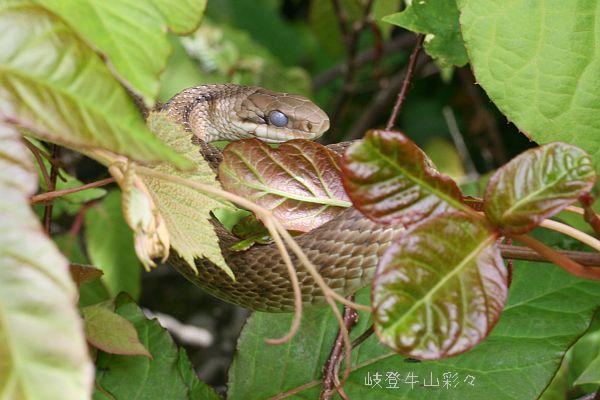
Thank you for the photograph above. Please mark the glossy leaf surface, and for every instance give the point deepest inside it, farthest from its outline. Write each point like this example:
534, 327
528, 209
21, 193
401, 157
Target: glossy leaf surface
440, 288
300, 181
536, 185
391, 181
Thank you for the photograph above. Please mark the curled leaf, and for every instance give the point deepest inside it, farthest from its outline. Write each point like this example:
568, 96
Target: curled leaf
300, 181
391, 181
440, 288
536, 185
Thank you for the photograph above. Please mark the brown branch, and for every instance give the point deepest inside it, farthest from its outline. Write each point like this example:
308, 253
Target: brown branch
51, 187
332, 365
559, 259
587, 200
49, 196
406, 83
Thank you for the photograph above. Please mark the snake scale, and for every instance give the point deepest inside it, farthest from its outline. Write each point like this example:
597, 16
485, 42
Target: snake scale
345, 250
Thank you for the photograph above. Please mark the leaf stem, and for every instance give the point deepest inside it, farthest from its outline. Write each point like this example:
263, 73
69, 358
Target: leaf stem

## Problem requirements
Set the data above down again exactly as given, with no pictures.

## Result below
Thank you for the photograph above. Please mark the glossy leaf surface, and for every instance give the point deepest inside it, farthest from its outline. Write each point like this example:
534, 327
528, 209
21, 193
401, 157
Target: glossy leaf surface
440, 288
300, 181
536, 185
391, 181
Thank you for the photograph above. Please mark the curled leaf, and for every instance give the point deepest inside it, farthest from its outline. Write each point like this example:
568, 96
Target: curled leaf
300, 181
391, 181
440, 288
536, 185
Thank you for the photograph above. Please mark the brown branch, and for every instance give the point deepest inside it, farthest from its outline. Write each point like this example:
308, 253
Target: brown branch
51, 187
332, 365
559, 259
587, 200
49, 196
406, 83
Thank you for the photograph above. Please mark the snake scale, and for every instance give the point deepest inside it, farthest from its outline. Write each point like this example:
597, 16
485, 42
Target: snake scale
345, 250
Thank you for the photograph above. Please mark the leaf stem, and for every instance give the point deepest inside it, farthest from its outline. Write each point like this example:
263, 73
69, 358
Target: leaf stem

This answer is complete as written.